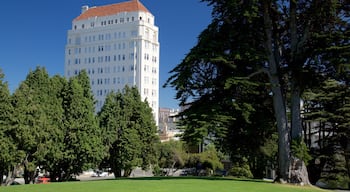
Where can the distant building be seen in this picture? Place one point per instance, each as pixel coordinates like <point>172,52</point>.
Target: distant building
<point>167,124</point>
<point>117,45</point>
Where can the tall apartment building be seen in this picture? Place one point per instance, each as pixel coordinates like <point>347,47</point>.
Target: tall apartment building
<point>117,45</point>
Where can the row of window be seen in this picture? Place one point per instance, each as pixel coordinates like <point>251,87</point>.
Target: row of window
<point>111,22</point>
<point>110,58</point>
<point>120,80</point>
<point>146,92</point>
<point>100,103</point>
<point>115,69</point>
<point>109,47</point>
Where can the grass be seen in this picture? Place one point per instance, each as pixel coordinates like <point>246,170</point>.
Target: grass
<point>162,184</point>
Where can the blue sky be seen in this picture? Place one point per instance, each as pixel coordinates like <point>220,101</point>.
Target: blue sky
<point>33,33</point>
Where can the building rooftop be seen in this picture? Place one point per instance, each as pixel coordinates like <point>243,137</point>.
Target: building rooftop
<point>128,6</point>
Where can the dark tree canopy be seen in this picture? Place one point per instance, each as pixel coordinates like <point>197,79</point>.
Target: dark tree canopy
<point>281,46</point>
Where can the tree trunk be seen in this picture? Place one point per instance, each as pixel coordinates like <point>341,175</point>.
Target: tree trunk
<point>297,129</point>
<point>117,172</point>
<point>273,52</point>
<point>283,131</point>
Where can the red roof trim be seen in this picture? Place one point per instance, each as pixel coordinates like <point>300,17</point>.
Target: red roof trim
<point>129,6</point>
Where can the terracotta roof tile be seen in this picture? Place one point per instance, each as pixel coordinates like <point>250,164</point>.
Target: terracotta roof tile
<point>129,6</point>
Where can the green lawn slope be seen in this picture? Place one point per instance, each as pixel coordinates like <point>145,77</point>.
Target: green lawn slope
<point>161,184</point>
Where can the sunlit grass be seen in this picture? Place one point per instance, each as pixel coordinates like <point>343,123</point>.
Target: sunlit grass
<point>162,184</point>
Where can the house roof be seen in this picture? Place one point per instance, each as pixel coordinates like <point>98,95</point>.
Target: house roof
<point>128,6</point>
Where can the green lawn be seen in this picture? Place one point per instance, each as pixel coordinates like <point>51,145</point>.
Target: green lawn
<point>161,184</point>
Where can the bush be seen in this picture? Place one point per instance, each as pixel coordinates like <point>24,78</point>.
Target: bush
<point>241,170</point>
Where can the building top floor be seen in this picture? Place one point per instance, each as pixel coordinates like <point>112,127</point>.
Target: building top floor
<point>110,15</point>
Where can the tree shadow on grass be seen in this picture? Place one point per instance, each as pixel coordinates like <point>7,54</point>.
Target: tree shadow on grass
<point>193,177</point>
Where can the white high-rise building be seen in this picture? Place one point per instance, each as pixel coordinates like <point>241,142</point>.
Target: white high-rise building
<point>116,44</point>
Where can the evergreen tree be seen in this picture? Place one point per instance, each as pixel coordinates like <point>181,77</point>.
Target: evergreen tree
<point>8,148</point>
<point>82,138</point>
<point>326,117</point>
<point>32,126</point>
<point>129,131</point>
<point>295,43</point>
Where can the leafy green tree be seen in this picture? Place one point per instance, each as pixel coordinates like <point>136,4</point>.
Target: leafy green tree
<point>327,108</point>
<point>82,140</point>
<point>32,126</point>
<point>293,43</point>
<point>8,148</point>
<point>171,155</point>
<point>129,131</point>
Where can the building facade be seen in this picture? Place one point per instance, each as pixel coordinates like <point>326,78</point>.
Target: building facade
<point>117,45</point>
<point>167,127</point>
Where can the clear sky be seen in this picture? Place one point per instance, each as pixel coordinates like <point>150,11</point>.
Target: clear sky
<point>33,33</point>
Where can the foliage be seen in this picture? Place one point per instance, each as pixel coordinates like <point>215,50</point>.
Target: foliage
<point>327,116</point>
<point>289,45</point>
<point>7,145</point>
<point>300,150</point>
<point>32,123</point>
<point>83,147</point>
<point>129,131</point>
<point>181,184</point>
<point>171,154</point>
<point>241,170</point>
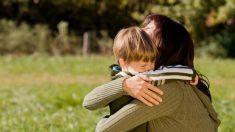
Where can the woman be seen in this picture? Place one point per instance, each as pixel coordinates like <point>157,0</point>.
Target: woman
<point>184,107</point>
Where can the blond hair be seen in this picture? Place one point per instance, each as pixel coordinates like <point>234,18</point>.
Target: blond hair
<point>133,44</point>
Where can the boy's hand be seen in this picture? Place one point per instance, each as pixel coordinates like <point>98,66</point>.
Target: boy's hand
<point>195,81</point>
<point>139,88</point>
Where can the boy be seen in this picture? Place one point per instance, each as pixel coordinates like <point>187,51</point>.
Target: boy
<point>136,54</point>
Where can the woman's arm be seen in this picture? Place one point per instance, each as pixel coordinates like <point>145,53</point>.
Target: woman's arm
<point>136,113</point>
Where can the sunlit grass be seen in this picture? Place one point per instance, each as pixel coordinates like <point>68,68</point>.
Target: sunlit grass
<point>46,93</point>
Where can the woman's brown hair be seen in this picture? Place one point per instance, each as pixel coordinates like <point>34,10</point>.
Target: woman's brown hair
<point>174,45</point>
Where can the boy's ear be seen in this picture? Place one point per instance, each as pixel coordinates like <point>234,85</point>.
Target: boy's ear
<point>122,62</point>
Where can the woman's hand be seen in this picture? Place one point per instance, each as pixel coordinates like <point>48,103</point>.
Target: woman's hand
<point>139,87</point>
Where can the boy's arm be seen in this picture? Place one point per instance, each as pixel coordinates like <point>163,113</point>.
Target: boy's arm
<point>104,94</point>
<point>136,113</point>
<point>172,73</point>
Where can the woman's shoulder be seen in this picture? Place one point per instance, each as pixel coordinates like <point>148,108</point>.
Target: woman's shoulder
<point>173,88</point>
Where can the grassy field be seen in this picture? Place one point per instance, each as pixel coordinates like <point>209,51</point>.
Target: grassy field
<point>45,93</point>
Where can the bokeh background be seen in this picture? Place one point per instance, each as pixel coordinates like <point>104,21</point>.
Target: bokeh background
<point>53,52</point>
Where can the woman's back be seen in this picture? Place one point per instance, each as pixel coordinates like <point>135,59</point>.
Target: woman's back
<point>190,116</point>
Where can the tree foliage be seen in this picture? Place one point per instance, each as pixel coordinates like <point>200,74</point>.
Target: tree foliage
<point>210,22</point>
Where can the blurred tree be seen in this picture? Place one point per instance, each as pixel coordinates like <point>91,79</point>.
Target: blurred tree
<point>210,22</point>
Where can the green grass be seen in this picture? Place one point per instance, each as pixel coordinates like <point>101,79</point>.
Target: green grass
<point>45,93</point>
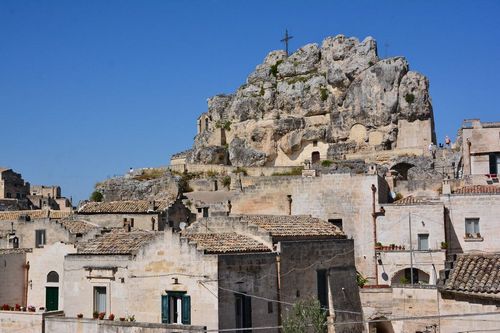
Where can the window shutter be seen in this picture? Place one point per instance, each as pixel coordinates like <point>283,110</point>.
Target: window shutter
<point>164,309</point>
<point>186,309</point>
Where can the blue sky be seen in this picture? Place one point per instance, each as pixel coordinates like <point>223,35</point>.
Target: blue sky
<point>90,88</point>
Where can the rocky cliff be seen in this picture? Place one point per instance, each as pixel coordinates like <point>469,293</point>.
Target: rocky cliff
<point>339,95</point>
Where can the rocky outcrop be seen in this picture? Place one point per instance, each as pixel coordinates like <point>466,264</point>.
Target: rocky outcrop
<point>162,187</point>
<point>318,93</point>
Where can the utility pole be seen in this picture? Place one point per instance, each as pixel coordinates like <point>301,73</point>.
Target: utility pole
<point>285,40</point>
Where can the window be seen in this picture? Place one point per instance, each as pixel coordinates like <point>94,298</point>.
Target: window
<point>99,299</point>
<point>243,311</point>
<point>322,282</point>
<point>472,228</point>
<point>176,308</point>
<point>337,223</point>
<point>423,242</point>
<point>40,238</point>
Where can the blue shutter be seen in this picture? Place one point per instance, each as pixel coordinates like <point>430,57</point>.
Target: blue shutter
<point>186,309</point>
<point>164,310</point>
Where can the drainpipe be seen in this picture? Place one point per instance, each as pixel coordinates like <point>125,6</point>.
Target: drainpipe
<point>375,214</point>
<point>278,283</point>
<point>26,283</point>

· · ·

• **CHALLENGE**:
Transcribe only the trailing portion of the entries above: the line that contains "Where can the rocky cliff" and each line after it.

• **COMPLETED TASK**:
Where can the rocky cliff be seen in this picture? Place one point per instance, each as pixel coordinates like <point>469,293</point>.
Target: rocky cliff
<point>339,95</point>
Where can the rocky outcrop be seen in this picture? Place one point per instance, each as pixel coordinates like <point>466,264</point>.
Target: rocky outcrop
<point>162,187</point>
<point>318,93</point>
Where can the utility pole be seen in this picture? Place one point per instance, each as pixel coordinates like <point>301,73</point>.
Target: utility pole
<point>285,40</point>
Where can the window be seen in this picture? Place one point per instance, each as pixel coordinates like <point>94,298</point>.
Target: window
<point>99,299</point>
<point>243,311</point>
<point>322,282</point>
<point>472,228</point>
<point>176,308</point>
<point>337,223</point>
<point>423,242</point>
<point>40,238</point>
Where can the blue shutter be seen in this picture? Place one point per instance, each as pixel coordinates like <point>430,57</point>.
Target: blue shutter
<point>186,309</point>
<point>164,310</point>
Where can the drainpipe be seen in this picture? Place one point per instance, each as pixel coordinates like <point>125,6</point>.
Target: drainpipe
<point>375,214</point>
<point>278,283</point>
<point>26,283</point>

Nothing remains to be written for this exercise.